» EXERCISE DESCRIPTION:
Answer these questions using the excerpt on neurological deterioration in acute ischemic stroke:
1. Which probable cause does the excerpt describe as "not common"?
2. What example does the excerpt give for stroke enlargement?
3. What question about the patient does the initial evaluation section pose?

» EXCERPT:

27.Neurological deterioration in acute ischemic stroke
Although classically stroke symptoms are maximal at onset and patients gradually recover over days, weeks, and months, patients can deteriorate. People have termed the phenomenon stroke progression, stroke in evolution, stroke deterioration, and symptom fluctuation. There is no consistent terminology.
The phenomenon occurs from different causes and is incompletely understood. This chapter will discuss evaluation of potential causes, and approaches for treatment of each cause.
Probable causes
(1) Stroke enlargement (e.g., arterial stenosis or occlusion with worsening perfusion).
(2) Drop in perfusion pressure.
(3) Recurrent stroke (not common).
(4) Cerebral edema and mass effect.
(5) Hemorrhagic transformation.
(6) Metabolic disturbance (decreased O2 saturation, decreased cardiac output, increased glucose, decreased sodium, fever, sedative drugs, etc.).
(7) Seizure, post-ictal.
(8) Symptom fluctuation without good cause (due to inflammation?).
(9) The patient is not feeling like cooperating (sleepy, drugs).
Initial evaluation of patients with neurologic deterioration
. Check airway–breathing–circulation, vital signs, laboratory tests. Is the patient hypotensive or hypoxic?

» RECORDS SUPPLIED:
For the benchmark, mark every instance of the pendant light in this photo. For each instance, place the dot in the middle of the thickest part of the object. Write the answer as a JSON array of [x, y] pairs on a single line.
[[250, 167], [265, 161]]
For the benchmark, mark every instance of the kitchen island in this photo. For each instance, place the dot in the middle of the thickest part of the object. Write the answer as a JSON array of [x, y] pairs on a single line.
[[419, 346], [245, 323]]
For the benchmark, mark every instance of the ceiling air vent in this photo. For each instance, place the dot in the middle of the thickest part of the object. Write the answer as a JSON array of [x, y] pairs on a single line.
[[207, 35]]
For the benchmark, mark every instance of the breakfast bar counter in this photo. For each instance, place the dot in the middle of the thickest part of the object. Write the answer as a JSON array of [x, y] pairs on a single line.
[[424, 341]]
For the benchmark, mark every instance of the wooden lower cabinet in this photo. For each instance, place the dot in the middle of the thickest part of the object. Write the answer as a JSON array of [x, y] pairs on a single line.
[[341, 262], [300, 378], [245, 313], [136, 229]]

» ANSWER SECTION:
1. Recurrent stroke.
2. Arterial stenosis or occlusion with worsening perfusion.
3. Is the patient hypotensive or hypoxic?